◆ Required work
Copy out everything from the start of the entries below down through the line containing "[(452, 247), (359, 232), (384, 245)]", keeping each line unchanged and leaving the pictures out.

◆ Provided data
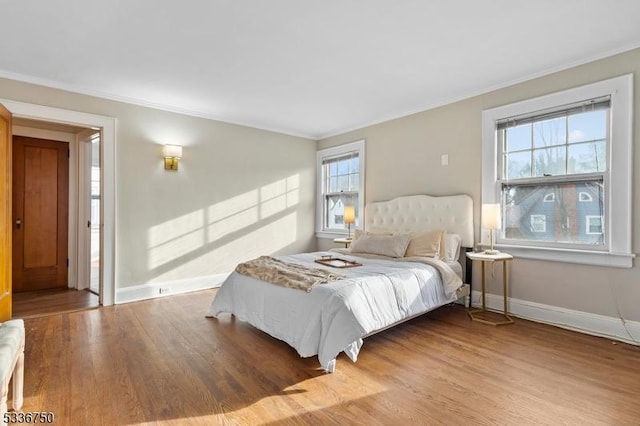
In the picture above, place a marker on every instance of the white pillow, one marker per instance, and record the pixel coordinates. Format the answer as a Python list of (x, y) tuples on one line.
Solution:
[(452, 247), (359, 232), (384, 245)]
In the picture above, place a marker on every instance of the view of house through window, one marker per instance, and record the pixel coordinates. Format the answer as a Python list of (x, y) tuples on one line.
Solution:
[(554, 166), (340, 177), (342, 180)]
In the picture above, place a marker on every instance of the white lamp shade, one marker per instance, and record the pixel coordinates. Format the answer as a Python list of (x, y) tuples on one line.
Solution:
[(491, 216), (349, 214), (174, 151)]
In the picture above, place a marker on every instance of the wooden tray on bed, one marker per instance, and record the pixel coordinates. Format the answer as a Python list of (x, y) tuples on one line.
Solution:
[(336, 262)]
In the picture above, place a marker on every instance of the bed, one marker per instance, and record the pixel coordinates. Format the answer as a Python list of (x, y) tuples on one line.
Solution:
[(383, 290)]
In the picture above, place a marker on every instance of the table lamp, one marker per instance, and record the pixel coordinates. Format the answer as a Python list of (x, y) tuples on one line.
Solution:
[(491, 221)]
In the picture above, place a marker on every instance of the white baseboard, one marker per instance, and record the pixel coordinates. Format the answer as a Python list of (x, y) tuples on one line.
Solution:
[(150, 291), (597, 325)]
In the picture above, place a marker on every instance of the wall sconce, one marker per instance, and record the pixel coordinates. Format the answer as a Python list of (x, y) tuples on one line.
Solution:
[(349, 218), (172, 153)]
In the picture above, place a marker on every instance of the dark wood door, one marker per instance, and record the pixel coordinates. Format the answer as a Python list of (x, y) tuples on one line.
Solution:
[(40, 213), (5, 214)]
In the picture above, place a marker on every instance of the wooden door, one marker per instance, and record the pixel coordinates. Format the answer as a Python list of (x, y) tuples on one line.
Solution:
[(40, 213), (5, 214)]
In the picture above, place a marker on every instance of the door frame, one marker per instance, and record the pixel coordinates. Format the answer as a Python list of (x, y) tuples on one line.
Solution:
[(107, 125), (69, 138)]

◆ Output for this task
In the picture above, place a marker on every instance of the white pillow, one marker per instance, and record the pixel coordinates. Format the answer as a Python list of (x, y) tuples on one line.
Solution:
[(452, 247), (359, 232), (384, 245)]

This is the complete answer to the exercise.